### Given records

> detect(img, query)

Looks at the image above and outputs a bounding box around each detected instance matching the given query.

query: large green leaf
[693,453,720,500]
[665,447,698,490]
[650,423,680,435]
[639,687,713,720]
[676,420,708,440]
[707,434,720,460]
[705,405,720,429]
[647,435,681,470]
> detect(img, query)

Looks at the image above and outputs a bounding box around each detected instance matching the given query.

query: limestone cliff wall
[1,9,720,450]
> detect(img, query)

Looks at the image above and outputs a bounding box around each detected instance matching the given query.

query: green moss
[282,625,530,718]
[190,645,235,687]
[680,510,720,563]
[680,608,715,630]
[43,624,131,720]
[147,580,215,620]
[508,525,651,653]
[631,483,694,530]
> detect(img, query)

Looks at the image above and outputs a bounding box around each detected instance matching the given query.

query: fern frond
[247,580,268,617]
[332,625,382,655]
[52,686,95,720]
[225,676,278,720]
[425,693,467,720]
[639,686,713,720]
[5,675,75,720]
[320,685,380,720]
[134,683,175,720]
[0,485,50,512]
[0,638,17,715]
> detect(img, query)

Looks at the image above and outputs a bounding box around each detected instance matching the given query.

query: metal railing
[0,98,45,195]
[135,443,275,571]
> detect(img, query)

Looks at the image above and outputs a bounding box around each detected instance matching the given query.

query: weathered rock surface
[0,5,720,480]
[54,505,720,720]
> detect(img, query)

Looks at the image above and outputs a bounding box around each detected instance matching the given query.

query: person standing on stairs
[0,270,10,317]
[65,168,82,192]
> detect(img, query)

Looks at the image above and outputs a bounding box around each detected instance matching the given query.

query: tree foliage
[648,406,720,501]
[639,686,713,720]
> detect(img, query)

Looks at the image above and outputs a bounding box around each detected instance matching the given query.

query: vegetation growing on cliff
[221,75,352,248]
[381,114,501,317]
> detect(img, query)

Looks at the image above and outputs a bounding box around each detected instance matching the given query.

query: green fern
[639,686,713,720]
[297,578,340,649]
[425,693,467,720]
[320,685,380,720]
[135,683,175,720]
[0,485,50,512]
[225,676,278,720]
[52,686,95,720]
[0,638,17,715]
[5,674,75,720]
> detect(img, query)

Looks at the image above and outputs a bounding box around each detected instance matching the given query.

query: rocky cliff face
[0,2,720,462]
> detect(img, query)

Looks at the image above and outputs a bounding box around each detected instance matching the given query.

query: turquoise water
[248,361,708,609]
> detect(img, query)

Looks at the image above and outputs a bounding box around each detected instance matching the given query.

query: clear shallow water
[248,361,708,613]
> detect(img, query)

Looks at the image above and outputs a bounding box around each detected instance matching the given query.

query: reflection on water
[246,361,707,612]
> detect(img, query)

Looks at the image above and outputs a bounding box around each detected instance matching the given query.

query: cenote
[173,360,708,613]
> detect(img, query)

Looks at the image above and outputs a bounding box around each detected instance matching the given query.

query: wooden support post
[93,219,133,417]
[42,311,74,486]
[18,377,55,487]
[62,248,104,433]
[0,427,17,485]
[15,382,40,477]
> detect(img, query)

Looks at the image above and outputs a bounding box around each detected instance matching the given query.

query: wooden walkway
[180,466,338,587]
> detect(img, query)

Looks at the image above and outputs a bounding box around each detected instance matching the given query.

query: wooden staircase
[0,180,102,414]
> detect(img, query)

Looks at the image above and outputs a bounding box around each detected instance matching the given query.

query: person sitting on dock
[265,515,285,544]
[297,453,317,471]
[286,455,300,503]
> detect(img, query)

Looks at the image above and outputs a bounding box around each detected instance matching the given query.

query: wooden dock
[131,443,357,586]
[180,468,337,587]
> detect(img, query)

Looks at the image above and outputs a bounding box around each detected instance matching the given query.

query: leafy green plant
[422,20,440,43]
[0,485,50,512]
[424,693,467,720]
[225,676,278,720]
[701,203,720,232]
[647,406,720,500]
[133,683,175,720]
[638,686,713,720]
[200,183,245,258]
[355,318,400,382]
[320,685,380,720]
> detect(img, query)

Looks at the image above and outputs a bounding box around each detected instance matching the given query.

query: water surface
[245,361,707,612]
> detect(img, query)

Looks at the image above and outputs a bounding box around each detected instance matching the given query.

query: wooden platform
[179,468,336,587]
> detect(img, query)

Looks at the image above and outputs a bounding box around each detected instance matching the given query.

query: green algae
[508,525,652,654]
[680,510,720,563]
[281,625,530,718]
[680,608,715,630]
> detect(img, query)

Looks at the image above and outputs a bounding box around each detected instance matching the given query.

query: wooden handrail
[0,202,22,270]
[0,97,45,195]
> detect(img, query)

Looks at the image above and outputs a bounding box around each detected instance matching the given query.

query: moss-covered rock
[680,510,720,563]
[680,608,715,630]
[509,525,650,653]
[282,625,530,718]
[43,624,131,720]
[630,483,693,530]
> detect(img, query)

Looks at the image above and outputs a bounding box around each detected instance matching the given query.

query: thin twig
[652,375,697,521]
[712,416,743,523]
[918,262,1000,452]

### Direction
Format the lines above as a JSON list of strings, one string per line, leaving out blank lines.

### Output for this exercise
[
  "> detect(img, query)",
  "Looks at the image above and outputs a bounding box around each detected instance matching the given query.",
  "query: large green leaf",
  "[693,453,720,500]",
  "[665,447,698,490]",
  "[650,423,680,435]",
  "[639,687,713,720]",
  "[676,420,708,440]",
  "[707,434,720,460]",
  "[705,405,720,429]",
  "[647,435,681,470]",
  "> detect(img, query)",
  "Looks at the image above and outputs a bounding box around each detected instance matching the given query.",
  "query: limestone cliff wall",
  "[1,9,720,450]",
  "> detect(img, query)",
  "Looks at the image above and outputs a bounding box around each detected instance matching the given query.",
  "query: green moss",
  "[282,625,530,718]",
  "[190,645,235,687]",
  "[680,510,720,563]",
  "[680,608,715,630]",
  "[43,624,131,720]",
  "[147,580,215,620]",
  "[508,525,651,653]",
  "[631,483,694,530]",
  "> detect(img, query)",
  "Looks at the image above and outputs a bounding box around each detected instance matching the given query.",
  "query: fern frond",
  "[247,580,268,617]",
  "[332,625,382,655]",
  "[52,686,95,720]",
  "[225,676,278,720]",
  "[425,693,467,720]",
  "[639,686,713,720]",
  "[5,675,75,720]",
  "[320,685,380,720]",
  "[134,683,175,720]",
  "[0,485,50,512]",
  "[0,638,17,715]",
  "> detect(img, query)",
  "Looks at the image above and outputs a bounding box around each detected instance matching the given query.",
  "query: metal railing",
  "[0,98,45,195]",
  "[135,443,275,571]",
  "> detect(img, query)",
  "Looks at the image above and outputs a bounding box around each detected instance matching the given query.",
  "query: weathered rock surface",
  "[0,5,720,480]",
  "[54,505,720,720]",
  "> detect(img, query)",
  "Looks at the image above and outputs a bounding box around each detected instance matching the given query.",
  "query: person standing on stairs",
  "[0,270,10,317]",
  "[65,168,82,192]",
  "> detect(img, query)",
  "Looks at the image above and outputs a bounding box around each detected instance matching the given query.",
  "query: tree foliage",
  "[648,406,720,501]",
  "[639,686,713,720]",
  "> detect(img, query)",
  "Looks at the image above and outputs a bounding box around each detected instance matching the given query.",
  "query: vegetation growing on cliff",
  "[221,75,352,248]",
  "[381,114,501,317]",
  "> detect(img, query)",
  "Looks at the image above and outputs a bounding box around each detected instance matching the given query.",
  "query: green fern",
  "[639,686,713,720]",
  "[297,578,340,649]",
  "[425,693,467,720]",
  "[320,685,380,720]",
  "[135,683,175,720]",
  "[0,485,50,512]",
  "[225,676,278,720]",
  "[52,686,95,720]",
  "[0,638,17,715]",
  "[5,674,75,720]",
  "> detect(img, query)",
  "Looks at the image above and outputs a bounding box around each detected instance matching the given query.",
  "query: rocky cliff face",
  "[0,2,720,462]",
  "> detect(img, query)",
  "Looks at the image above and outputs a bounding box around each detected instance matching the given query.",
  "query: turquoise water",
  "[248,361,708,609]",
  "> detect(img, query)",
  "Looks at the image above and outputs a bounding box around each detected instance matching the given query.",
  "query: clear shallow water",
  "[248,361,708,613]",
  "> detect(img, query)",
  "Looks at the image above and outputs a bounding box around each detected instance matching the given query.",
  "query: reflection on water",
  "[246,361,707,612]",
  "> detect(img, query)",
  "Looks at the image above and outputs a bounding box around each detected instance matching the given query.",
  "query: cenote",
  "[173,360,708,613]",
  "> detect(img, query)",
  "Looks at the image above and outputs a bounding box around each detected instance matching the given query.",
  "query: wooden support post",
  "[93,219,133,417]",
  "[42,311,74,486]",
  "[18,377,55,487]",
  "[62,248,104,433]",
  "[0,427,17,485]",
  "[15,382,40,477]",
  "> detect(img, query)",
  "Looks at the image above and outputs a bounding box around each detected instance matching the given query.",
  "query: wooden walkway",
  "[180,466,338,587]",
  "> detect(img, query)",
  "Looks at the image above and outputs a bounding box around each detected instance matching the given query.",
  "query: wooden staircase",
  "[0,180,102,414]",
  "> detect(img, query)",
  "Looks at the image above and outputs a bounding box around each detected instance matching the given query.",
  "query: person sitting on dock",
  "[265,515,285,544]",
  "[297,453,317,471]",
  "[286,455,300,503]",
  "> detect(img, query)",
  "Looks at the image above and outputs a bounding box around each detected instance matching the given query.",
  "query: wooden dock",
  "[131,443,357,586]",
  "[180,468,337,587]",
  "> detect(img, query)",
  "Looks at the image above and outputs a bounding box around each detected instance matching the given query.",
  "query: leafy green plant",
  "[422,20,440,43]",
  "[0,485,50,512]",
  "[424,693,467,720]",
  "[225,676,278,720]",
  "[701,203,720,232]",
  "[647,406,720,500]",
  "[133,683,175,720]",
  "[638,686,713,720]",
  "[200,183,245,258]",
  "[355,318,400,382]",
  "[320,685,380,720]",
  "> detect(img, query)",
  "Looks at the image above and outputs a bounding box around each detected instance matching the given query.",
  "query: water surface",
  "[245,361,707,612]",
  "> detect(img, query)",
  "Looks at the image above and outputs a bounding box around each detected instance matching the given query.",
  "query: wooden platform",
  "[179,468,336,587]",
  "> detect(img, query)",
  "Looks at the image above and outputs a bounding box around each detected instance matching the given query.",
  "query: green algae",
  "[508,525,652,654]",
  "[680,510,720,563]",
  "[281,625,530,718]",
  "[680,608,715,630]",
  "> detect(img, query)",
  "Looks at the image above and outputs a bounding box around each detected instance matching the given query.",
  "query: wooden handrail",
  "[0,202,22,270]",
  "[0,97,45,195]",
  "> detect(img, query)",
  "Looks at the image above and outputs a bounding box around each detected instance matching the given query.",
  "query: moss-covered rock",
  "[680,510,720,563]",
  "[680,608,715,630]",
  "[509,525,650,653]",
  "[282,625,530,718]",
  "[43,624,131,720]",
  "[630,483,693,530]",
  "> detect(img, query)",
  "Looks at the image above and outputs a bounding box around each detected instance matching the given query.",
  "query: thin twig",
  "[652,375,697,521]",
  "[712,416,743,523]",
  "[918,262,1000,452]"
]